**Exercise requirements**
Reproduce all of the records below verbatim, leaving out the pictures.

**Data section**
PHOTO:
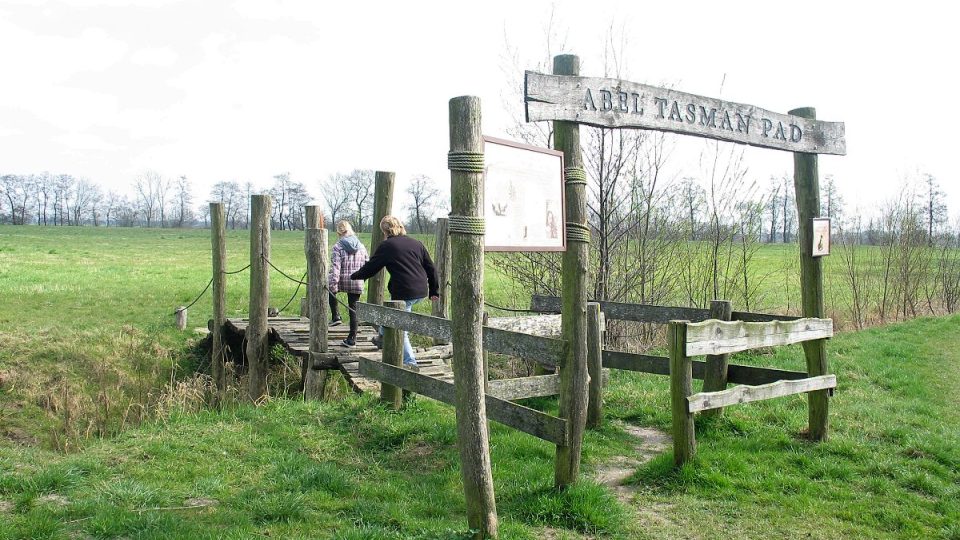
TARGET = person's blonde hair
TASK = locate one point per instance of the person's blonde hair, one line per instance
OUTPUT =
(344, 228)
(391, 226)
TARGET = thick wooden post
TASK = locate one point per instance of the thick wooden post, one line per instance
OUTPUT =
(393, 355)
(442, 262)
(595, 365)
(806, 182)
(218, 233)
(180, 317)
(382, 205)
(681, 387)
(715, 374)
(257, 350)
(573, 369)
(466, 242)
(316, 250)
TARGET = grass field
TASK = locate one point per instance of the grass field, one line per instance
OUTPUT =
(87, 314)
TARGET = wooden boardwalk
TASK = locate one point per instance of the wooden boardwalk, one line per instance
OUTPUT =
(293, 333)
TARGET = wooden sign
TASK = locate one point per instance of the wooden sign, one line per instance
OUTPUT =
(523, 197)
(613, 103)
(821, 237)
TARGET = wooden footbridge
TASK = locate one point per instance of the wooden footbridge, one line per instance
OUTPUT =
(293, 334)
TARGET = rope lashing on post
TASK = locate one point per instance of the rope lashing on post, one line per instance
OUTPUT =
(466, 225)
(285, 306)
(574, 175)
(465, 161)
(577, 232)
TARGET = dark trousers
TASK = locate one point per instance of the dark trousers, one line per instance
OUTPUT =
(352, 300)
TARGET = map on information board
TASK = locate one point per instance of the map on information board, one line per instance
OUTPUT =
(523, 197)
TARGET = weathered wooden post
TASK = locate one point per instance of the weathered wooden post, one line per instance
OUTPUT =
(382, 204)
(573, 369)
(258, 350)
(391, 395)
(681, 387)
(715, 372)
(180, 317)
(806, 182)
(316, 250)
(466, 226)
(218, 234)
(595, 365)
(442, 262)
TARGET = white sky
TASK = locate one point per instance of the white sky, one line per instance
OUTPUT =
(247, 89)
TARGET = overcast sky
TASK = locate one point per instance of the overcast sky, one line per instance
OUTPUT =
(244, 90)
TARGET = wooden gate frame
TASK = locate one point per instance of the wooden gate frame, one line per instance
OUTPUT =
(569, 100)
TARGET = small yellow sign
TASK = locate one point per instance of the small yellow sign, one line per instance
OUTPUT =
(821, 237)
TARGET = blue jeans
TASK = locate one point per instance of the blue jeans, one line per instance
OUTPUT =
(408, 358)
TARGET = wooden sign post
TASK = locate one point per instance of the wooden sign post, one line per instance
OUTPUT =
(218, 234)
(573, 323)
(257, 350)
(466, 227)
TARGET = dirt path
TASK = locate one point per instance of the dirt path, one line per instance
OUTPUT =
(650, 442)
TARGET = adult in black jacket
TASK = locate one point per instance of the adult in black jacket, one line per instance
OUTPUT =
(412, 275)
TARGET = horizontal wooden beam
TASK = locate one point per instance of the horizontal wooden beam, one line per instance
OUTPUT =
(660, 365)
(424, 325)
(724, 337)
(543, 350)
(524, 387)
(615, 103)
(538, 325)
(531, 421)
(745, 394)
(644, 363)
(528, 387)
(650, 313)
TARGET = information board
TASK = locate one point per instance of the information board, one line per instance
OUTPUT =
(523, 197)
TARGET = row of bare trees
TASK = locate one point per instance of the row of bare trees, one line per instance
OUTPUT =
(350, 196)
(158, 201)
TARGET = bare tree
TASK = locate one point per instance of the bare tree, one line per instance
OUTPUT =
(935, 207)
(229, 194)
(183, 198)
(694, 199)
(360, 183)
(423, 195)
(773, 207)
(148, 187)
(86, 197)
(336, 195)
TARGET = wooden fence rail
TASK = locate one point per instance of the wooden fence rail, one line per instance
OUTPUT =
(546, 351)
(704, 401)
(531, 421)
(660, 365)
(686, 339)
(650, 313)
(721, 337)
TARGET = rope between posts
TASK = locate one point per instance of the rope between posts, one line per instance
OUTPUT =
(285, 306)
(282, 273)
(513, 310)
(205, 289)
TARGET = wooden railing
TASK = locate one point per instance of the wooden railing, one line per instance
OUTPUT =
(500, 408)
(686, 339)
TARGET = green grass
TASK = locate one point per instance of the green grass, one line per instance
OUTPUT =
(95, 315)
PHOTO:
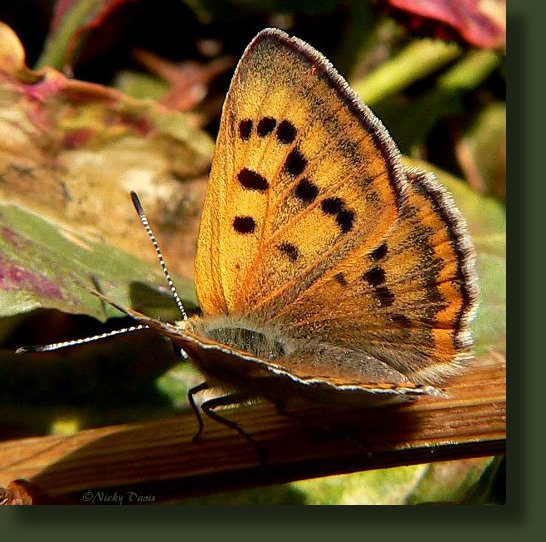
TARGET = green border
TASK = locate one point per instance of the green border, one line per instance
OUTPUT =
(527, 89)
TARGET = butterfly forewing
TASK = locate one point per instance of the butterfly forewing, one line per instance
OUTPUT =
(303, 174)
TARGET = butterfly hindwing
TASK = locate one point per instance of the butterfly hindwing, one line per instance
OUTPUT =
(408, 301)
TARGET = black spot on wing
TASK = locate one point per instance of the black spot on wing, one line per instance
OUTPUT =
(286, 132)
(244, 224)
(380, 252)
(375, 276)
(290, 250)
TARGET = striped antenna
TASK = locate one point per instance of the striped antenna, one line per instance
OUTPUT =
(78, 342)
(146, 224)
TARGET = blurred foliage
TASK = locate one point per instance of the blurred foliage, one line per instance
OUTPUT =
(443, 101)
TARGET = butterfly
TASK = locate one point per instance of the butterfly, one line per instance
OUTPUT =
(326, 270)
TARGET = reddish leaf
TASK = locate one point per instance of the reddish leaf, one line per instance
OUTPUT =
(479, 23)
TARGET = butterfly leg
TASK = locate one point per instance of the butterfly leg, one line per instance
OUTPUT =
(233, 399)
(195, 408)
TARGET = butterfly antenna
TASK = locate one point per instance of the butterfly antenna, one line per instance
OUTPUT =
(146, 224)
(78, 342)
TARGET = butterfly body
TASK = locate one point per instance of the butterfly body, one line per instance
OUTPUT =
(325, 269)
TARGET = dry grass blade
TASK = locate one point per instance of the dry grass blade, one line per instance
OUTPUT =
(160, 460)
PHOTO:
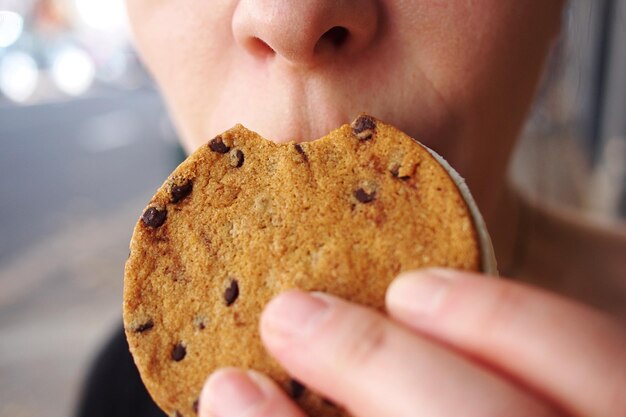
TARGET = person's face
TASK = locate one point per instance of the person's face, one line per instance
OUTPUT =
(457, 75)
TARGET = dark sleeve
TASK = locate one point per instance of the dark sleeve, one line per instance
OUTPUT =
(113, 387)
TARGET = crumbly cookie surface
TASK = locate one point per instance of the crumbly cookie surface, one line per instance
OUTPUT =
(243, 219)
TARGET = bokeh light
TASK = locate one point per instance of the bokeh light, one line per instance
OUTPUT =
(19, 76)
(73, 71)
(11, 27)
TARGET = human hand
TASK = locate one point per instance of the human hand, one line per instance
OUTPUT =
(453, 343)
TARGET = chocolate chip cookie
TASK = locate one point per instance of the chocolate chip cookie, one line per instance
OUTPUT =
(243, 219)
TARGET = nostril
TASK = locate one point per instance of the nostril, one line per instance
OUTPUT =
(259, 47)
(336, 36)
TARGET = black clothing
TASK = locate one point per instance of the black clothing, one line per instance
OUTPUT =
(113, 387)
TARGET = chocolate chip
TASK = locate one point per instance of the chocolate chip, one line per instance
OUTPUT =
(363, 127)
(179, 192)
(232, 292)
(363, 196)
(217, 145)
(236, 158)
(154, 217)
(179, 352)
(296, 389)
(329, 403)
(144, 327)
(299, 149)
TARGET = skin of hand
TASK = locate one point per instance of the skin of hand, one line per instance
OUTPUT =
(457, 75)
(453, 343)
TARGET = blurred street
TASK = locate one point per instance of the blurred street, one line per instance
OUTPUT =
(74, 178)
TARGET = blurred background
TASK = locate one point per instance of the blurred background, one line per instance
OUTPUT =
(85, 141)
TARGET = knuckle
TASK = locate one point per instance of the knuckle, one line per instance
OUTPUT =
(365, 340)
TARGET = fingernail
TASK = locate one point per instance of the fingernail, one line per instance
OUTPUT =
(419, 293)
(232, 393)
(294, 313)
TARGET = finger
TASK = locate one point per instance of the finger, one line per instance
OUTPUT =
(575, 355)
(374, 367)
(233, 393)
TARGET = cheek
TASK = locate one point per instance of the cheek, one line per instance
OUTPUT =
(472, 50)
(183, 43)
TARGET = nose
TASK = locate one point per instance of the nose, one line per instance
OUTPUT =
(305, 32)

**Result for this exercise**
PHOTO:
TARGET = person's blonde hair
TASK = locate one point per instance of the person's blonde hair, one line per instance
OUTPUT =
(344, 228)
(391, 226)
TARGET = thick wooden post
TASK = locate one point per instance of the thick wooden post, one line per instance
OUTPUT =
(393, 355)
(442, 262)
(595, 365)
(806, 182)
(218, 233)
(180, 317)
(382, 205)
(681, 387)
(715, 374)
(257, 350)
(573, 369)
(466, 242)
(316, 250)
TARGET = grass field
TASK = locate one point per instance of the grass field, one line per instance
OUTPUT =
(87, 314)
TARGET = wooden boardwalk
TASK = locate one point per instance of the wooden boardwalk, one line per instance
OUTPUT =
(293, 333)
TARGET = wooden sign
TASK = locate one point per instance of the wooden sign, one line per instance
OUTPUT =
(523, 197)
(613, 103)
(821, 237)
TARGET = wooden footbridge
TASK = locate one point per instance of the wooden footbridge, one line per instance
OUTPUT =
(293, 334)
TARGET = rope lashing on post
TASK = locate one point per instance of the rope lashing on post, one line per instance
OUTPUT =
(466, 225)
(285, 306)
(574, 175)
(465, 161)
(577, 232)
TARGET = dark trousers
TASK = locate one point per instance of the dark trousers, one line per instance
OUTPUT =
(352, 300)
TARGET = map on information board
TASK = locate one point per instance of the map on information board, one line per instance
OUTPUT =
(523, 197)
TARGET = weathered wooden post
TASK = locate one point per instance of the weathered wooden post, one line per instance
OUTPUT =
(382, 204)
(573, 369)
(258, 350)
(391, 395)
(681, 387)
(715, 372)
(180, 317)
(806, 182)
(316, 250)
(466, 226)
(218, 234)
(595, 365)
(442, 262)
TARGET = white sky
TASK = locate one point per instance of the white sky, one line per instance
OUTPUT =
(247, 89)
TARGET = overcast sky
TASK = locate one point per instance of the overcast sky, one line per instance
OUTPUT =
(244, 90)
TARGET = wooden gate frame
TASK = locate one point per instance of the wooden gate frame, one line per instance
OUTPUT =
(569, 100)
TARGET = small yellow sign
TASK = locate one point per instance of the small yellow sign, one line per instance
OUTPUT =
(821, 237)
TARGET = blue jeans
TASK = locate one point per instance of the blue jeans, one line per instance
OUTPUT =
(408, 358)
TARGET = wooden sign post
TASK = locate one point per instance of the wooden sign post, one line per instance
OUTPUT =
(218, 234)
(573, 323)
(257, 350)
(466, 227)
TARGET = dirt path
TASK = locate one point per instance of the dirt path, one line per instance
OUTPUT =
(650, 442)
TARGET = adult in black jacket
TASK = locate one point per instance of the adult in black jacket, one line per instance
OUTPUT =
(412, 275)
TARGET = horizontal wooden beam
TASK = locate one point per instance of the horizontal wooden beam, one line per instance
OUTPUT =
(660, 365)
(424, 325)
(724, 337)
(543, 350)
(524, 387)
(615, 103)
(538, 325)
(531, 421)
(745, 394)
(644, 363)
(528, 387)
(650, 313)
TARGET = information board
TASK = locate one point per instance of the information board, one line per instance
OUTPUT =
(523, 197)
TARGET = row of bare trees
TASK = locate one point per instance of the row of bare trees, one line per instance
OUTPUT =
(350, 196)
(158, 201)
TARGET = bare tree
TASK = locate one point per instance of the bare tree, one line per instance
OUTPUT =
(935, 207)
(229, 194)
(183, 198)
(694, 199)
(360, 183)
(423, 195)
(773, 207)
(148, 187)
(86, 197)
(336, 195)
TARGET = wooden fence rail
TASK = locate one point per instance of the wooden fence rail, one line per instance
OUTPUT =
(546, 351)
(704, 401)
(531, 421)
(660, 365)
(686, 339)
(650, 313)
(721, 337)
TARGET = rope between posts
TASK = locate one point per instance of the rope between posts, one line per instance
OUTPUT =
(285, 306)
(282, 273)
(513, 310)
(205, 289)
TARGET = wooden railing
TASK = locate one point per instance of the wooden railing, one line per instance
OUTPUT =
(500, 408)
(686, 339)
TARGET = green grass
TASK = locate one point per instance of the green grass, one line per instance
OUTPUT =
(95, 315)
PHOTO:
TARGET = green border
TASK = locate one point per instance of the green border, one line per instance
OUTPUT =
(527, 89)
TARGET = butterfly forewing
TASK = locate one point per instance of the butterfly forewing, one line per instance
OUTPUT =
(303, 174)
TARGET = butterfly hindwing
TASK = locate one point per instance of the butterfly hindwing, one line per instance
OUTPUT =
(408, 301)
TARGET = black spot on wing
TASK = locate one point per instance of the black spot on wing, one line per instance
OUTPUT =
(286, 132)
(244, 224)
(380, 252)
(375, 276)
(290, 250)
TARGET = striped antenna
TASK = locate one point per instance of the striped antenna, one line per instance
OUTPUT =
(78, 342)
(146, 224)
TARGET = blurred foliage
TASK = locate one point per instance of the blurred foliage, one line per instance
OUTPUT =
(443, 101)
TARGET = butterfly
TASK = locate one point per instance of the butterfly, one line per instance
OUTPUT =
(326, 270)
TARGET = reddish leaf
TASK = locate one point per instance of the reddish leaf, one line per instance
OUTPUT =
(479, 23)
TARGET = butterfly leg
TASK = locate one point per instance of the butterfly leg, one line per instance
OUTPUT =
(233, 399)
(195, 408)
TARGET = butterfly antenna
TASK = locate one point per instance of the butterfly antenna, one line per instance
OUTPUT =
(146, 224)
(78, 342)
TARGET = butterfly body
TASK = locate one point per instance of the butterfly body, one line per instance
OUTPUT =
(325, 269)
TARGET = dry grass blade
TASK = locate one point per instance of the dry grass blade, one line per instance
OUTPUT =
(160, 460)
PHOTO:
TARGET = person's face
TASK = locate one point per instance of the person's face, one line per instance
OUTPUT =
(457, 75)
TARGET = dark sleeve
TASK = locate one point per instance of the dark sleeve, one line per instance
OUTPUT =
(113, 387)
TARGET = crumbly cookie surface
TASK = locate one point per instance of the crumbly cookie surface, one line per instance
OUTPUT =
(243, 219)
TARGET = bokeh light
TASK = locate one point per instance of the bokeh light, one line per instance
OUTPUT =
(19, 76)
(73, 71)
(11, 27)
TARGET = human hand
TASK = locate one point per instance of the human hand, one line per instance
OUTPUT =
(453, 343)
TARGET = chocolate chip cookie
TASK = locate one point per instance of the chocolate chip cookie, one line per instance
OUTPUT =
(243, 219)
TARGET = nostril
TASK = locate one point per instance of the nostril, one line per instance
OUTPUT =
(259, 47)
(336, 36)
TARGET = black clothing
TASK = locate one point per instance of the black clothing, one line per instance
OUTPUT =
(113, 387)
TARGET = chocolate chip
TASK = locate one point per instance of the chocolate chip, one line per instance
OUTPUT =
(363, 127)
(179, 192)
(232, 292)
(363, 196)
(217, 145)
(236, 158)
(154, 217)
(179, 352)
(296, 389)
(329, 403)
(144, 327)
(299, 149)
TARGET = skin of hand
TASK = locate one point per instance of the skin of hand, one line per instance
OUTPUT =
(457, 75)
(453, 343)
TARGET = blurred street
TASK = locate one point per instance of the blurred street, one line per instance
OUTPUT =
(74, 178)
TARGET = blurred background
TASK = locate one point per instance of the blurred background, one line per instance
OUTPUT =
(85, 141)
TARGET = knuckle
TASK = locate one point per instance of the knuckle, one line per instance
OUTPUT =
(365, 340)
TARGET = fingernail
TASK = locate one point per instance of the fingernail, one line per instance
OUTPUT =
(419, 293)
(232, 393)
(294, 313)
TARGET = finger
TASK = locate one point per instance of the finger, one line per instance
OUTPUT =
(575, 355)
(374, 367)
(233, 393)
TARGET = cheek
TASK = locate one point per instance of the cheek, one line per instance
OUTPUT =
(472, 50)
(183, 43)
TARGET = nose
TASK = locate one point per instance of the nose, one line per instance
OUTPUT =
(305, 32)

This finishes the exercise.